## Stated exercise
Return every line of the data below that contains the word "warning", treating uppercase and lowercase letters as different.

## Excerpted records
>> Start
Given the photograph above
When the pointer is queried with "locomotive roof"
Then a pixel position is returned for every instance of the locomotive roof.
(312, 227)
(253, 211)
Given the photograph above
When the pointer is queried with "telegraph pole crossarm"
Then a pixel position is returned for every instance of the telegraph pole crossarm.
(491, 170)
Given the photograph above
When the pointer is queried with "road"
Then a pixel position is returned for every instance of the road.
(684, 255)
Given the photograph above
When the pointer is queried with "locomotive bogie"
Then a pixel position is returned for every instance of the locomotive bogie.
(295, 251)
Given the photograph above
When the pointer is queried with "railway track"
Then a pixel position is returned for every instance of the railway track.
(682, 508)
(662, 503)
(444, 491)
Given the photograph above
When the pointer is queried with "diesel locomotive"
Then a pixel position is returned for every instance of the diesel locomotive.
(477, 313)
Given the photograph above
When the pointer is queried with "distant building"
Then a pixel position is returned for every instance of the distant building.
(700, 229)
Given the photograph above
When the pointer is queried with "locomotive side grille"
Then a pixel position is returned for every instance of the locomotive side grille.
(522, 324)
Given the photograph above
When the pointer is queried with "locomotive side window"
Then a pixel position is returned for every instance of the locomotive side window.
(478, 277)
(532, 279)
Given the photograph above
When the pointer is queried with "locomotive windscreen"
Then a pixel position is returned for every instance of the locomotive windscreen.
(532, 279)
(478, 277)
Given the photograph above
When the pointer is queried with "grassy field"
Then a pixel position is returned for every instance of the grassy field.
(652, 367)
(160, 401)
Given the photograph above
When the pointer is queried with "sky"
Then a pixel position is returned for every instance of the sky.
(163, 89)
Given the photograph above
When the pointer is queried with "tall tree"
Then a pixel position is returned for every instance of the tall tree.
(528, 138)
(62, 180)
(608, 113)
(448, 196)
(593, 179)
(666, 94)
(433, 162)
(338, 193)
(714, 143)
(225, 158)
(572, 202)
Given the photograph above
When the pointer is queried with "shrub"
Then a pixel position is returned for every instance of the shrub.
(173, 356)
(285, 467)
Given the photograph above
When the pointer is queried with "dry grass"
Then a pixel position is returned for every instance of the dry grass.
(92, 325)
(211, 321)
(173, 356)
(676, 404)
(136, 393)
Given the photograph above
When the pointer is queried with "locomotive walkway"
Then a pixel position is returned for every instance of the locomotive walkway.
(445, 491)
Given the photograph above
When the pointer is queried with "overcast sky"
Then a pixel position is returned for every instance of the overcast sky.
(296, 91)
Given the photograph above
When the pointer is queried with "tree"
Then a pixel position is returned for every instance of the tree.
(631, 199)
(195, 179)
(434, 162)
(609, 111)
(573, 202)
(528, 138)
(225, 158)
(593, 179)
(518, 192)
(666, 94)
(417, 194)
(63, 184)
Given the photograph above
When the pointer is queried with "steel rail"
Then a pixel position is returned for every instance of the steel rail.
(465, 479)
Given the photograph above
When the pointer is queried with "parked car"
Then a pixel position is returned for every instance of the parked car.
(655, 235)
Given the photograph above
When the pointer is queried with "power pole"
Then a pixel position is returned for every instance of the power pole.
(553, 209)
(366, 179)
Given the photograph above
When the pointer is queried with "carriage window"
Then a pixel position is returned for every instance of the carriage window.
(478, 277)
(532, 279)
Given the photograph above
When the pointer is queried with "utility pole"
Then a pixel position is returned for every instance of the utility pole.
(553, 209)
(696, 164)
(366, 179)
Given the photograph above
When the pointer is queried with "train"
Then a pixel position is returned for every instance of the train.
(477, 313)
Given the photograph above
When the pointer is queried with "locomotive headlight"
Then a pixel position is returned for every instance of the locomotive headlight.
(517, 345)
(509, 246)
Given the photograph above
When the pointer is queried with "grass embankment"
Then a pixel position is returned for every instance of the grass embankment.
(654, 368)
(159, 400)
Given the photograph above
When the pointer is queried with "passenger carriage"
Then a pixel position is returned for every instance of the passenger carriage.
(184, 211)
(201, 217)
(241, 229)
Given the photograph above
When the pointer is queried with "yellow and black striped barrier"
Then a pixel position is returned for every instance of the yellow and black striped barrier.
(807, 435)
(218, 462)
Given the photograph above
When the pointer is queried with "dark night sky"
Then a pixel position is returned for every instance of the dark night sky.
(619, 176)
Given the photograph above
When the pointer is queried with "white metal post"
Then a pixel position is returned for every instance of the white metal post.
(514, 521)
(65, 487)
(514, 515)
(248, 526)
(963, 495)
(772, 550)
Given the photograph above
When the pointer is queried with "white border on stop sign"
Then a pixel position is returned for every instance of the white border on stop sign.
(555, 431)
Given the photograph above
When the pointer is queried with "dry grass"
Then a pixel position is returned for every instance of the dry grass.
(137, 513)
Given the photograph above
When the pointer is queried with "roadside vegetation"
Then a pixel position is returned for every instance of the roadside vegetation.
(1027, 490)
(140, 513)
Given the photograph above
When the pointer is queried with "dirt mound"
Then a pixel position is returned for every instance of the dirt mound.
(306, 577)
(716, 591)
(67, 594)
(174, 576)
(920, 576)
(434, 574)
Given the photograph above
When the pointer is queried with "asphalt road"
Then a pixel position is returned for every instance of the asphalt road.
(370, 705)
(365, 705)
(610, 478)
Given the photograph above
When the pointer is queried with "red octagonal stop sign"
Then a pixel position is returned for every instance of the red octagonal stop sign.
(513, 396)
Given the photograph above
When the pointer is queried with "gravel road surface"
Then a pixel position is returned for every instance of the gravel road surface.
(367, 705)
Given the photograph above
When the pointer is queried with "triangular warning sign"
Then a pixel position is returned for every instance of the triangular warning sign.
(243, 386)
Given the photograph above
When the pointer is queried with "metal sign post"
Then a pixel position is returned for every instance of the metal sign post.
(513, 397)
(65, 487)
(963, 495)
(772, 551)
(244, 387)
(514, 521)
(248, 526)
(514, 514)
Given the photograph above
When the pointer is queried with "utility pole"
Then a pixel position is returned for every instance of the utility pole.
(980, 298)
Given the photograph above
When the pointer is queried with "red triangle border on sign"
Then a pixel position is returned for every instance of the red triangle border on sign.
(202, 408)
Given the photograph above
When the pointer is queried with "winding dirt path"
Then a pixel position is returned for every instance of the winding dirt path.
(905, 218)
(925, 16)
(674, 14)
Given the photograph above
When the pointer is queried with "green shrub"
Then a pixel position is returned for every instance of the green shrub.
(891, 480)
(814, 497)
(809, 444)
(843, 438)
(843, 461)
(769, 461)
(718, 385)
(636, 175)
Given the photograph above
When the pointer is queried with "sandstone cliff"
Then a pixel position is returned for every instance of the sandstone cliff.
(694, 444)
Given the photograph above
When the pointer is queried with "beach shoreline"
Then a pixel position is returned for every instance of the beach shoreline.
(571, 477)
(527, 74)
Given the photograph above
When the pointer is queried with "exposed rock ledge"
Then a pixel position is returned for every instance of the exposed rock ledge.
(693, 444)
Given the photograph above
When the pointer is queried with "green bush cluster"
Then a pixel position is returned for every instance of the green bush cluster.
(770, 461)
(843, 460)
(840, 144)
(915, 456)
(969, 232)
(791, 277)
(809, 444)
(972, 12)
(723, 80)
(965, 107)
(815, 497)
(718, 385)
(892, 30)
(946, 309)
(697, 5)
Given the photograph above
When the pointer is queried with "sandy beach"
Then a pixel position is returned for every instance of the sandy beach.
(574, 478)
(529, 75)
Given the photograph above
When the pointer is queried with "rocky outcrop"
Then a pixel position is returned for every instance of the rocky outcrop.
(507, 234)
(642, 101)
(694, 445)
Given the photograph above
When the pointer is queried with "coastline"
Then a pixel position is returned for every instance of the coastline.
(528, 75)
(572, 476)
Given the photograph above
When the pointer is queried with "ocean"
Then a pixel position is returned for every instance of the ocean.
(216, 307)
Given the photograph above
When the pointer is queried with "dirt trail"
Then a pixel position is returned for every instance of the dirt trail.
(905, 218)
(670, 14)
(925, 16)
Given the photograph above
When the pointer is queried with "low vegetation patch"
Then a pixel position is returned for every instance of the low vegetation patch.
>> End
## Right answer
When the pointer is queried with "triangular warning sign"
Then a pixel position is returned for every instance of the triangular warning sign.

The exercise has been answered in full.